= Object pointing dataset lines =
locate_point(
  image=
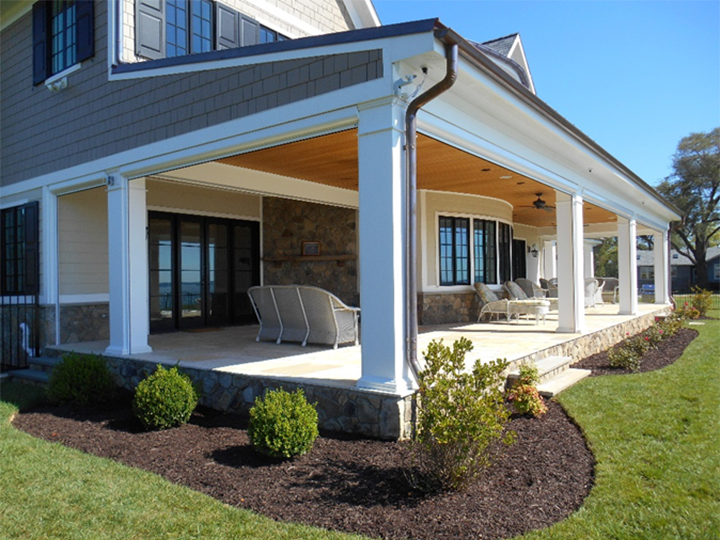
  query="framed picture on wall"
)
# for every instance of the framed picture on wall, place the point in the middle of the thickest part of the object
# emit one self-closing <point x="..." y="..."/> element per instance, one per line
<point x="311" y="249"/>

= WORK REQUIRED =
Reproduce every one of the lines above word for word, omitting the pictures.

= THE RESULT =
locate_point(
  image=
  query="framed picture on wall"
)
# for every instance of the framed picture on wall, place the point in the middle of the thickest part of the object
# emit one self-closing <point x="..." y="..."/> element per instance, one per line
<point x="311" y="249"/>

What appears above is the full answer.